- **DOCUMENT TEXT**

━━━━━━━━━━

Parallel Access to GDU Global Memory

As part of the learning curve for CUDA, there is something that has been bothering me for a while now. Let me explain:

For the sake of example, let’s say that I have a Grid of 32 blocks and a Blocks of 512 threads. That is a total of 16384 threads in the Grid. In addition, assume that my kernel code is such that at some point, each thread will be staging the read of some data from Global to Shared memory.

I think that I understand the concept of having Warps running some floating point calculations, while others are waiting while the Global memory access completes.

Here is the part that I don’t understand. Let’s say that half the threads, around 8000 of them, have requested the access of data from the DRAM. Because of things like CAS, RAS and other timings for DDR2, DDR3 memory, how can the DRAM be setup to access 8000 separate memory accesses. That is, will the 8000 accesses, assuming that they are started at about the same time, all take just 200 cycles or so. How can the DRAM provide for such?

It works differently :)

Let’s take the 8800 GTX as an example

You have 16 multiprocessors.
Each multiprocessor can have as a maximum 768 threads ‘running’ on it
So you can have as a maximum 16x768 = 12288 threads ‘running’ at a single moment.

━━━━━━━━━━

- **GIVEN INFORMATION**

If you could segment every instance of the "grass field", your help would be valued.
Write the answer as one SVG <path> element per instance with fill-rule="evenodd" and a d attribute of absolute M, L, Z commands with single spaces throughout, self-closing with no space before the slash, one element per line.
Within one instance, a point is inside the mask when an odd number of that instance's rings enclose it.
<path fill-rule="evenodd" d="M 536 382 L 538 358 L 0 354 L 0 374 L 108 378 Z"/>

━━━━━━━━━━

- **PROBLEM DETAILS**
In the forum thread on global memory access, what is the maximum number of threads that each multiprocessor of the 8800 GTX can have running?

- **RESULT FOR THIS TASK**
768 threads.